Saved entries
-------
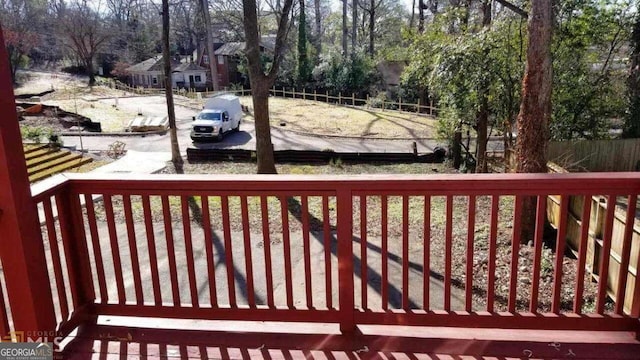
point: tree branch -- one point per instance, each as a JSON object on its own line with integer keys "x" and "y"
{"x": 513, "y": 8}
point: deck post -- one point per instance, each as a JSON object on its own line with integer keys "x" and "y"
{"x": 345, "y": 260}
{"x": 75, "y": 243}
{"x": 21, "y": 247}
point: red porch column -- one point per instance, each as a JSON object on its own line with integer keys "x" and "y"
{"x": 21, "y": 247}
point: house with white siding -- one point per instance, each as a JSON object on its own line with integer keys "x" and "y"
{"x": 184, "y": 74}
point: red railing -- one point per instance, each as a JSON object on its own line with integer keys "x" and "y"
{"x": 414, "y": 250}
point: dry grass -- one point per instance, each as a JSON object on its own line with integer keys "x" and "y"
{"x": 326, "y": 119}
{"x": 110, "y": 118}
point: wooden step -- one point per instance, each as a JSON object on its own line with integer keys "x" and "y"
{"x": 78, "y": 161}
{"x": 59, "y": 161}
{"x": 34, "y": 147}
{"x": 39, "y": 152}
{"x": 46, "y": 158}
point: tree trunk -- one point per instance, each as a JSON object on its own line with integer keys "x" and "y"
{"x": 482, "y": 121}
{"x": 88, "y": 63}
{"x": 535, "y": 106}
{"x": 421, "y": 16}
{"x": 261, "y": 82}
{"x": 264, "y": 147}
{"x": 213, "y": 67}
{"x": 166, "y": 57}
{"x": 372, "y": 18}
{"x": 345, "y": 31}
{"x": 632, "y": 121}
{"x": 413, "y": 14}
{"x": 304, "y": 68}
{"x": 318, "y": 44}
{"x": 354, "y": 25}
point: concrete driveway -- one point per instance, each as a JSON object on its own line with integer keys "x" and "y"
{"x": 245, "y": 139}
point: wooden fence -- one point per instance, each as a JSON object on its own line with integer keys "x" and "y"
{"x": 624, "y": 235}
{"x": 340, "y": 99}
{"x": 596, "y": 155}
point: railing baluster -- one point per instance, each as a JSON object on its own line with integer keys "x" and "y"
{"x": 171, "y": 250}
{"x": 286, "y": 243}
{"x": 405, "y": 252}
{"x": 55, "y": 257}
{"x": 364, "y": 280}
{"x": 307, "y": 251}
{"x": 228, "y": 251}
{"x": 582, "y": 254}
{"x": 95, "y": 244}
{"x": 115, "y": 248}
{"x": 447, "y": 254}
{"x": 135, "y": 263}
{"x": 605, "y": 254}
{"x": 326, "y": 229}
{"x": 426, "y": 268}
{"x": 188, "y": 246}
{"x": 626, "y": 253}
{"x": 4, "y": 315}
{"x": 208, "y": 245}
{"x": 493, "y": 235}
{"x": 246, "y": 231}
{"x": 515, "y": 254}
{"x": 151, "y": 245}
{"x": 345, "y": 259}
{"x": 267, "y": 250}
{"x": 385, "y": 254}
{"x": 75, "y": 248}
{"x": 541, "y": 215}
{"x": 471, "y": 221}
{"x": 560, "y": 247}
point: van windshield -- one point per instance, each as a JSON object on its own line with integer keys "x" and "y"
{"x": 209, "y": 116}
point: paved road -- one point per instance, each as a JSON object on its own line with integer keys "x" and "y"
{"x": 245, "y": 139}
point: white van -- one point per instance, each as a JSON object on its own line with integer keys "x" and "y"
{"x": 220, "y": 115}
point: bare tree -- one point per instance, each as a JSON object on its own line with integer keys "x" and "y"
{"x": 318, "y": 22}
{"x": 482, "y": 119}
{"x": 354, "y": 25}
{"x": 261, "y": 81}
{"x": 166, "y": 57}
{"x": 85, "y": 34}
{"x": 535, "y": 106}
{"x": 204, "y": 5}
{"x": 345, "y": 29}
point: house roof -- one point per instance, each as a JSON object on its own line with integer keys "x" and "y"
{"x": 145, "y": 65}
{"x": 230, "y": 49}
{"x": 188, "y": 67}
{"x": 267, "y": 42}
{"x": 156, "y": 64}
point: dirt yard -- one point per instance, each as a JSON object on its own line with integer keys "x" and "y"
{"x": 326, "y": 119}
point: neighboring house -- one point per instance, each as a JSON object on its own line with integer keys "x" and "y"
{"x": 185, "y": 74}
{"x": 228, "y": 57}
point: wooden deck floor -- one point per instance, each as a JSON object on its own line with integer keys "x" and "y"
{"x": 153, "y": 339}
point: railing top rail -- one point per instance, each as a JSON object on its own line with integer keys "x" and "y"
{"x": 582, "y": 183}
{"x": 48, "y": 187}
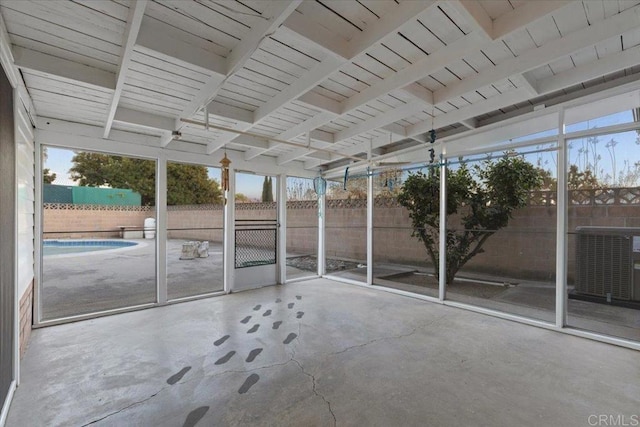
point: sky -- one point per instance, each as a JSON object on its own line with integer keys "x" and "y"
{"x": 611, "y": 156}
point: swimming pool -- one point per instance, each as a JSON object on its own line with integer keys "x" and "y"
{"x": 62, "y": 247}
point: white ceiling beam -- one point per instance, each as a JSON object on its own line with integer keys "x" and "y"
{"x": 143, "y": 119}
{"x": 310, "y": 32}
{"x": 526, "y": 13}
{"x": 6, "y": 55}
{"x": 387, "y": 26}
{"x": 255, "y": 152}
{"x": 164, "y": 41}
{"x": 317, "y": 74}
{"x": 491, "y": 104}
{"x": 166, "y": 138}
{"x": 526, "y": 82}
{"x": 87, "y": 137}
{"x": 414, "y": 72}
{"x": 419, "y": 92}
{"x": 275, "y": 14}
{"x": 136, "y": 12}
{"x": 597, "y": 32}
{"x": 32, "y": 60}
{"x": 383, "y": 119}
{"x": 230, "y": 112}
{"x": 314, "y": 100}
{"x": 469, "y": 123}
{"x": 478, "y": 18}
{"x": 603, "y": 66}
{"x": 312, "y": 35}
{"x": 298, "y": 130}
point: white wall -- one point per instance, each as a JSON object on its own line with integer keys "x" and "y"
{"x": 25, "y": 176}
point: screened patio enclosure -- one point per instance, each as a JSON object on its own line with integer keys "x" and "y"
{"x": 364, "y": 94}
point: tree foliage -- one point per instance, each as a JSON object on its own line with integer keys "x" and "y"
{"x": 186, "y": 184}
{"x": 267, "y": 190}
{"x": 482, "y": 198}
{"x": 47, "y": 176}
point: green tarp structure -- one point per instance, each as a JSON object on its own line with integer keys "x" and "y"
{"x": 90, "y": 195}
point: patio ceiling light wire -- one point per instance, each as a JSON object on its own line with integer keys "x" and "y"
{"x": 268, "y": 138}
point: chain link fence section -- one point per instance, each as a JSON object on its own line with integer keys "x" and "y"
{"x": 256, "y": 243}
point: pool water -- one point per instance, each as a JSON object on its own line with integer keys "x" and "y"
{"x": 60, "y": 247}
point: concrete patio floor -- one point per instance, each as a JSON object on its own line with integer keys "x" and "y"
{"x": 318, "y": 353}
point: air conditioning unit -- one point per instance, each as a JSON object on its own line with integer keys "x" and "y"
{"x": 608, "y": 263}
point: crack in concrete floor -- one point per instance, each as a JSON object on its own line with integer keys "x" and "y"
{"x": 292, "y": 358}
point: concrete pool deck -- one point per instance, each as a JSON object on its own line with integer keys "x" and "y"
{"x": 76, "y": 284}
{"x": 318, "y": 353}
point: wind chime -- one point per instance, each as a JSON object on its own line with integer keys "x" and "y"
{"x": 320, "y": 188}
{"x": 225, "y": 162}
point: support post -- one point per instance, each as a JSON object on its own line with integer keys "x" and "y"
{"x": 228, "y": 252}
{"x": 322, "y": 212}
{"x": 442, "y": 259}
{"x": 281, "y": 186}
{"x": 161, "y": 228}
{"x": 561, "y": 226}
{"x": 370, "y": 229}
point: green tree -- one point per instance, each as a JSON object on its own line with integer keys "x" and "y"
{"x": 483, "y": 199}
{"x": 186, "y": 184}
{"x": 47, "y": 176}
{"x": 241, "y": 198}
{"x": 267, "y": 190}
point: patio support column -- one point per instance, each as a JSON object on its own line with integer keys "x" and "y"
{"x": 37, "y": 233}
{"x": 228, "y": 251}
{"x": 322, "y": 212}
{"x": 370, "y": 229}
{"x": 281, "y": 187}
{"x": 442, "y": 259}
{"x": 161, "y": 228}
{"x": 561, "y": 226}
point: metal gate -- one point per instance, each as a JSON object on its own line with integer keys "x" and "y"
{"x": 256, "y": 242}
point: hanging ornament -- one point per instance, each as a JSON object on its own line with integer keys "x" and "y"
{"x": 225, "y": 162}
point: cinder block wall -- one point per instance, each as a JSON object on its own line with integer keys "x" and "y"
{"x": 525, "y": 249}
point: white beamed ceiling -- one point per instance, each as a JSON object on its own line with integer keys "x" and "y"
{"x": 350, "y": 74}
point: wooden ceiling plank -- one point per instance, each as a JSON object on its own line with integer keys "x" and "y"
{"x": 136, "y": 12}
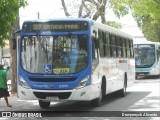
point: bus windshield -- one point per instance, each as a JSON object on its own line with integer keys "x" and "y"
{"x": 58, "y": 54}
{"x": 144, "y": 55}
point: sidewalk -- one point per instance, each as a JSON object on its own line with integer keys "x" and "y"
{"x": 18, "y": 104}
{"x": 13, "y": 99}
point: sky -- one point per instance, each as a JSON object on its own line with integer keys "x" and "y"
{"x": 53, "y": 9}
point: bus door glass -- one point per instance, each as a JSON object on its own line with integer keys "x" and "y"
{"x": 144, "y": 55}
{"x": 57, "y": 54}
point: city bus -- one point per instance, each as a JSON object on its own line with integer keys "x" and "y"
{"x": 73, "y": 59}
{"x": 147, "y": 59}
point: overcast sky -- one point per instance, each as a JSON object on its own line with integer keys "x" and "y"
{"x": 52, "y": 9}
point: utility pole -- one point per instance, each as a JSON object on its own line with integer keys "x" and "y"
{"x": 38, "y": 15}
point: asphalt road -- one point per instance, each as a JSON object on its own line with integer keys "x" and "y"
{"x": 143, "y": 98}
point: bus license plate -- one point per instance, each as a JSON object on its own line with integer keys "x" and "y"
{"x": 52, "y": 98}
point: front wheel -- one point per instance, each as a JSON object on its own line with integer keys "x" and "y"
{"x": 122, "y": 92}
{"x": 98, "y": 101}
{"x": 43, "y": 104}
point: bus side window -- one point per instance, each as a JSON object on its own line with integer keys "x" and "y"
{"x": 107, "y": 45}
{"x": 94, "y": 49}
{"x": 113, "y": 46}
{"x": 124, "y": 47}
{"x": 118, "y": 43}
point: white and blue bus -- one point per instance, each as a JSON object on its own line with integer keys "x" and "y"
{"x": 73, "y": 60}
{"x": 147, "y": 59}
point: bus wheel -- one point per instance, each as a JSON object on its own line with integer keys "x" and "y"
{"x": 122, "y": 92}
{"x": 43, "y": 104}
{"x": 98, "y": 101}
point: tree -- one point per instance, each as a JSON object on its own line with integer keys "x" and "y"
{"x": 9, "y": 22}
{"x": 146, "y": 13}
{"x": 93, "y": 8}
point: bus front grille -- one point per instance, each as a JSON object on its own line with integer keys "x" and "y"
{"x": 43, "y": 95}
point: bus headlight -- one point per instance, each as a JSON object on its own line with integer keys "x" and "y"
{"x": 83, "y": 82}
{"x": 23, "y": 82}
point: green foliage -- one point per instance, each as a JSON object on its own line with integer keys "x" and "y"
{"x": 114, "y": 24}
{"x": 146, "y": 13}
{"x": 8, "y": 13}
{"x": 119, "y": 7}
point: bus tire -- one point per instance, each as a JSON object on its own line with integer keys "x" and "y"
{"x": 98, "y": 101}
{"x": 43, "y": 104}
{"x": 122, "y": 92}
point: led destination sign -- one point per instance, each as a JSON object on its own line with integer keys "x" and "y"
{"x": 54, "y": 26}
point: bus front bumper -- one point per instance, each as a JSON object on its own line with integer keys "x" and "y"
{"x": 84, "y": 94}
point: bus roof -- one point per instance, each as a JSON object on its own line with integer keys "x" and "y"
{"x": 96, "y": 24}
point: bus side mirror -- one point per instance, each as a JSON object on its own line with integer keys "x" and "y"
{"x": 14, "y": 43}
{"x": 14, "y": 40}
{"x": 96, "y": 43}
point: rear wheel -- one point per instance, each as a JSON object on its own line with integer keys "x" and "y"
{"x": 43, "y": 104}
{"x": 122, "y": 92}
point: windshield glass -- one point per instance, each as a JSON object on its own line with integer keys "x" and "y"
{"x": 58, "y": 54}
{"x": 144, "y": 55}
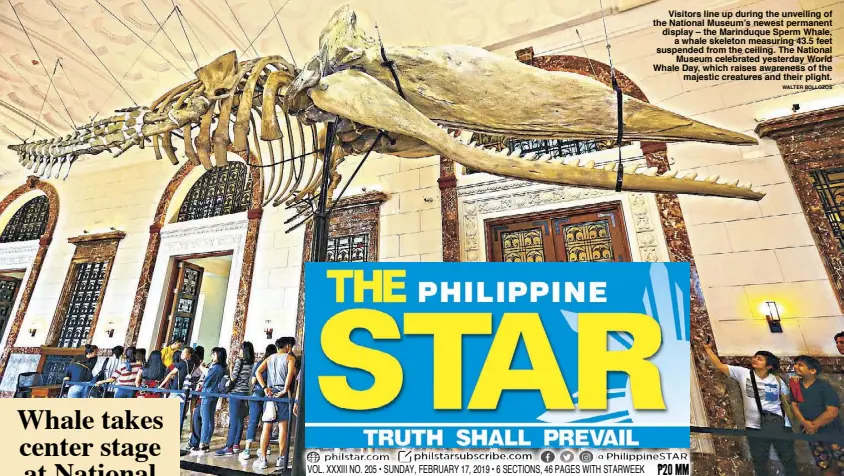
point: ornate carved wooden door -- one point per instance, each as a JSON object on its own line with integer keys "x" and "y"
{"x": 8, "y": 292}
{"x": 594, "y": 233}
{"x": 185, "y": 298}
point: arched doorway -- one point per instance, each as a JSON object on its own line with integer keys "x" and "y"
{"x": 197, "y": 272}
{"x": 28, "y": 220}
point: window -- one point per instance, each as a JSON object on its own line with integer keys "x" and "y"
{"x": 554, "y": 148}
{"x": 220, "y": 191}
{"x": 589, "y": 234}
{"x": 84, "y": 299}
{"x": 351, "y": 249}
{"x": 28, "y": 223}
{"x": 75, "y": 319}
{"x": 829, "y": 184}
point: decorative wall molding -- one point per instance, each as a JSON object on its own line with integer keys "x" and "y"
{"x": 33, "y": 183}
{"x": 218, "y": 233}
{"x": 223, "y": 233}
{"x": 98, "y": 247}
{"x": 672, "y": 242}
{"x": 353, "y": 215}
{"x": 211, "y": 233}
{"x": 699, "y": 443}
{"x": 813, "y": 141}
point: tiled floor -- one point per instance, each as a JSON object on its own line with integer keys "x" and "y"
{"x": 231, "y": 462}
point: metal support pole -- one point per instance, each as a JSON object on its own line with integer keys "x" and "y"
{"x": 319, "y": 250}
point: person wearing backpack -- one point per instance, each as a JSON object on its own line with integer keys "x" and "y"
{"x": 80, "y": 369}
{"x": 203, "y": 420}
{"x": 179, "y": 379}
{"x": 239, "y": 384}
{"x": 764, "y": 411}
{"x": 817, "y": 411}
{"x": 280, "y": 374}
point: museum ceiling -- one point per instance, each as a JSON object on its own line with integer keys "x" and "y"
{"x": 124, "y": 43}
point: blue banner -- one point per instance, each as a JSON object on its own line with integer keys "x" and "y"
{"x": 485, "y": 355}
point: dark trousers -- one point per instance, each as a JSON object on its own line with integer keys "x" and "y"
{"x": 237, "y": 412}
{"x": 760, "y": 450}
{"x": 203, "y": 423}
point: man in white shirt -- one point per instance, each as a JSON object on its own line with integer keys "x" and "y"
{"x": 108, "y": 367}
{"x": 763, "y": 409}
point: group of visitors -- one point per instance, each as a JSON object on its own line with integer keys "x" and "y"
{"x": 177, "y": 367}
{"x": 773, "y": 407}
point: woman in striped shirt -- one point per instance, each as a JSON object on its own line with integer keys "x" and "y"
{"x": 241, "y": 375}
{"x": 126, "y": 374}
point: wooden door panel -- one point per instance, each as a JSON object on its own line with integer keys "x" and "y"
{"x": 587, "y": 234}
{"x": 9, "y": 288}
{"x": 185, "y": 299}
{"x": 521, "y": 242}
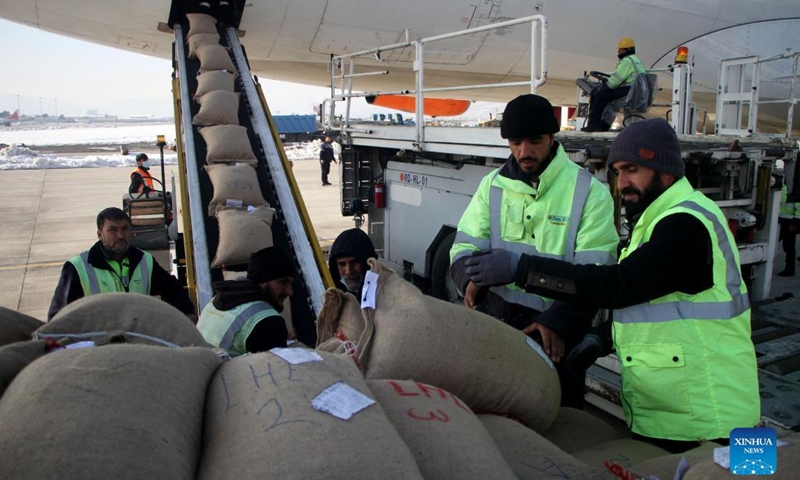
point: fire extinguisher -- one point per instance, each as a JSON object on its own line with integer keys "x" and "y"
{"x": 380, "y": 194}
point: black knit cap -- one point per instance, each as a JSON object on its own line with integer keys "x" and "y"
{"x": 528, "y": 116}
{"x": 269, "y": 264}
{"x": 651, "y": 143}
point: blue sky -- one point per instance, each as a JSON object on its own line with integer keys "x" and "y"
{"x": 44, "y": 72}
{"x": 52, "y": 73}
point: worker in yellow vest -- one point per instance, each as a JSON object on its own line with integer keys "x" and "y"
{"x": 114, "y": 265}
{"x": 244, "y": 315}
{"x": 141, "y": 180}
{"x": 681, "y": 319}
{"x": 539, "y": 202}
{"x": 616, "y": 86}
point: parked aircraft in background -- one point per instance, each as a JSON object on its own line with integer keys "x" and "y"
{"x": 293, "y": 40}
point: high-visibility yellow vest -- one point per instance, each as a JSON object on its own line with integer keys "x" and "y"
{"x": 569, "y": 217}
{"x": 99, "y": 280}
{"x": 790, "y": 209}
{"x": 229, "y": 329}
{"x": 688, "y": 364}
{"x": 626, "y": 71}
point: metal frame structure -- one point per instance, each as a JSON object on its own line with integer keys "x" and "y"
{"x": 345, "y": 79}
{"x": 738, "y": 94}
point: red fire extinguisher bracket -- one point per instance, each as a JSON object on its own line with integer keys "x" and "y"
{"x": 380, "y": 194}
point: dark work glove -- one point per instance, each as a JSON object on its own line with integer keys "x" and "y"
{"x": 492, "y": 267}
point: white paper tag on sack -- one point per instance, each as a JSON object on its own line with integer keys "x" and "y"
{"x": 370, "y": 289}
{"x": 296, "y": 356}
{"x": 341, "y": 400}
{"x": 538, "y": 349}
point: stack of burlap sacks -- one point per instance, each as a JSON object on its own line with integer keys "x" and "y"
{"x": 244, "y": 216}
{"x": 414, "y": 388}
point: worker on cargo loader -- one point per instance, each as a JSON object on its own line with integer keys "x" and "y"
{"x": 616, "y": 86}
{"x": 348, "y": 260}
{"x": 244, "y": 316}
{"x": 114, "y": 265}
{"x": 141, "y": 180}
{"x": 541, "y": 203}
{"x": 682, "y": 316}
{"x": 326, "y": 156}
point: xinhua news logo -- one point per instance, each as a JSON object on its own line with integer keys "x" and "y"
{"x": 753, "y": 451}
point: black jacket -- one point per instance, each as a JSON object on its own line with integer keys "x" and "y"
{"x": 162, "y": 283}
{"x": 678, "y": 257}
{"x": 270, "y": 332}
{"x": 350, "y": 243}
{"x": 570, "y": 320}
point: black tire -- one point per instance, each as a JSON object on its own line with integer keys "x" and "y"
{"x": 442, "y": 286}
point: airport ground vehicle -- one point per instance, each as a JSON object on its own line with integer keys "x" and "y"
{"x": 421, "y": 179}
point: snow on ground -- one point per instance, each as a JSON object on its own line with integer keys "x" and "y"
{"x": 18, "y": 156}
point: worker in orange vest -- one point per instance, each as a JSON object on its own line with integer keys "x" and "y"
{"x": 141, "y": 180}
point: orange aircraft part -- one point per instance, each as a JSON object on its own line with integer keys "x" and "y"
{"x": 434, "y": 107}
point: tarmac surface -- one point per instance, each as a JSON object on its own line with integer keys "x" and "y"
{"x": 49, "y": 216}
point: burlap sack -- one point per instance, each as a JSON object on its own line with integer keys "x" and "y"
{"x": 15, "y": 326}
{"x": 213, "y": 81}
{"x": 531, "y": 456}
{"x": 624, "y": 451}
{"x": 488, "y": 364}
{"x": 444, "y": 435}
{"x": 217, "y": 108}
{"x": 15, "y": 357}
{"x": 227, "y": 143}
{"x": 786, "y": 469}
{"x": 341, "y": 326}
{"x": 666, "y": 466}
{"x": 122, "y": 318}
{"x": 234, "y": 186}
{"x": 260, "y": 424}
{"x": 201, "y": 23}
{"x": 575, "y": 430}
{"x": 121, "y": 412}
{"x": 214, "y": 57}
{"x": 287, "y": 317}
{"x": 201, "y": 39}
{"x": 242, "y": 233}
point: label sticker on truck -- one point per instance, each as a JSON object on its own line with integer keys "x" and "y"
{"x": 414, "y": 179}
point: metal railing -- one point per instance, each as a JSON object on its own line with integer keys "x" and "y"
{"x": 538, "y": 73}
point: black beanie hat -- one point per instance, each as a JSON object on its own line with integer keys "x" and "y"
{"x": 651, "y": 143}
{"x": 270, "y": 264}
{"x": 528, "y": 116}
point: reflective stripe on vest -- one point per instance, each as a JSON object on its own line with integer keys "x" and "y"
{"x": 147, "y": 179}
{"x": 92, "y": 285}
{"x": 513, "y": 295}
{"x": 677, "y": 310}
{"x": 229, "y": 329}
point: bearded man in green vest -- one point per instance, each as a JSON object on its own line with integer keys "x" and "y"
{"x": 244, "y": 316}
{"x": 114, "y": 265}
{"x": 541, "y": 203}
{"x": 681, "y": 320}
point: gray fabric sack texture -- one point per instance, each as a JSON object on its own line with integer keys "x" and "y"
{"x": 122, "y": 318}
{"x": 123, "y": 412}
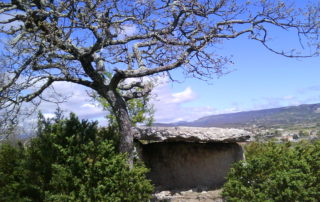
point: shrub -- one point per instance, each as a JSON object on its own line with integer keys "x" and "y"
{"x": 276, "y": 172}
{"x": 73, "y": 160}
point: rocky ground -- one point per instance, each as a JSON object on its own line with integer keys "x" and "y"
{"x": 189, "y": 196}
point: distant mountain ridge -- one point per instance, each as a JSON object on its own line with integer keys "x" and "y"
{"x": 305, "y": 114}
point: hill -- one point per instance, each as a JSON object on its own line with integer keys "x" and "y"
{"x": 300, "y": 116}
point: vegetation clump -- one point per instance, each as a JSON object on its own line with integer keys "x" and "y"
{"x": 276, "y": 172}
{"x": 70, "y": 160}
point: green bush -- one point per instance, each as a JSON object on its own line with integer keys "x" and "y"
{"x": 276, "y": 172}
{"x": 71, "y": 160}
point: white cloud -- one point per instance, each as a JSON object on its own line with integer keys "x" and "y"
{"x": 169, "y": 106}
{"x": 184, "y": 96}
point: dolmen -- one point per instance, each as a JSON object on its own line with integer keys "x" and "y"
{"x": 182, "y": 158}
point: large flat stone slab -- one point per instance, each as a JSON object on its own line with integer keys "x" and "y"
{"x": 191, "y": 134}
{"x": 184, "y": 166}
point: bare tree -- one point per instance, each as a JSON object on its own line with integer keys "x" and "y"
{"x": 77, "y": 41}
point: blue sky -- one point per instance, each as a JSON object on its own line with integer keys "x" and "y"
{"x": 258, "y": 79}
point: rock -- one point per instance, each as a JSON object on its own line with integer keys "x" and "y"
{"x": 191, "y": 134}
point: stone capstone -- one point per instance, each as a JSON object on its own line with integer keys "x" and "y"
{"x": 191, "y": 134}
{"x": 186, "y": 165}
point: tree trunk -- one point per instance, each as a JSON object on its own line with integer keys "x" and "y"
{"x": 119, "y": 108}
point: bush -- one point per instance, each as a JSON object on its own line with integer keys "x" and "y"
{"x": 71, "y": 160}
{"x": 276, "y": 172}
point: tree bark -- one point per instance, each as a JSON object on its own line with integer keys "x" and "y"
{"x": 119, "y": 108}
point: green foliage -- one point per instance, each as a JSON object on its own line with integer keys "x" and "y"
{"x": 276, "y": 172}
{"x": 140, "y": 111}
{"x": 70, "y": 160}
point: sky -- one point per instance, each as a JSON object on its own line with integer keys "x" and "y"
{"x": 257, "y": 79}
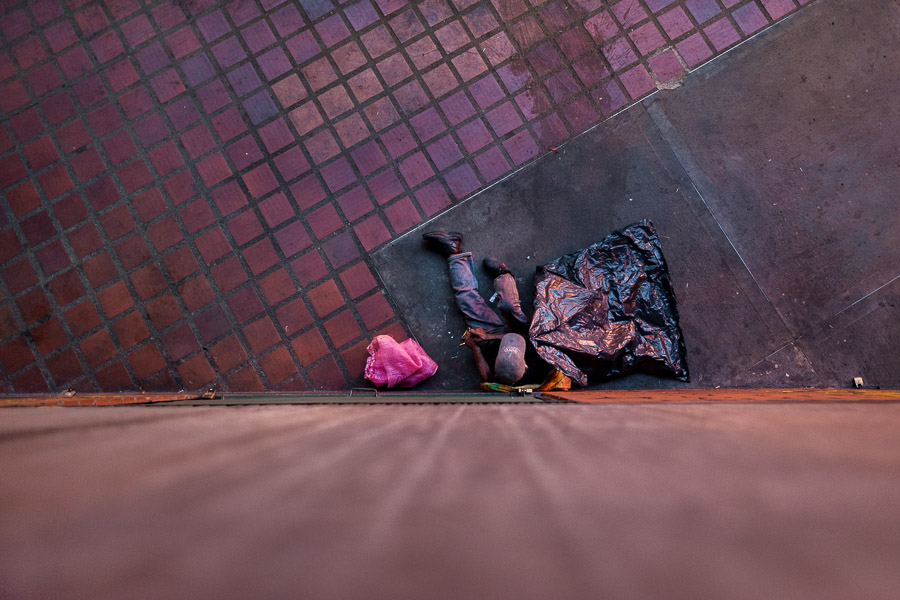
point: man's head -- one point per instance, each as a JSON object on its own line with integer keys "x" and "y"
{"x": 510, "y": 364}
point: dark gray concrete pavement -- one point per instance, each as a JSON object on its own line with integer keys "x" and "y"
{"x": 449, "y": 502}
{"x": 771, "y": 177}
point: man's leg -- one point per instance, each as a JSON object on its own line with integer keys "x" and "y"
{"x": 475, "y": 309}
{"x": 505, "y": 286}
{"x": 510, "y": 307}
-------
Please edit the lines from the one holding "point: dark gray" through the end of the records, inclusive, replacing "man's leg" with "man's knee" and leaving all else unchanged. Return only those lines.

point: dark gray concrete pavement -- one point per instance, each as a JSON object on its own line with integer keys "x" and "y"
{"x": 449, "y": 502}
{"x": 771, "y": 177}
point: man's knee -- one point per instance, each as a JSON object on its own line with integer keys "x" and "y"
{"x": 475, "y": 309}
{"x": 505, "y": 286}
{"x": 510, "y": 307}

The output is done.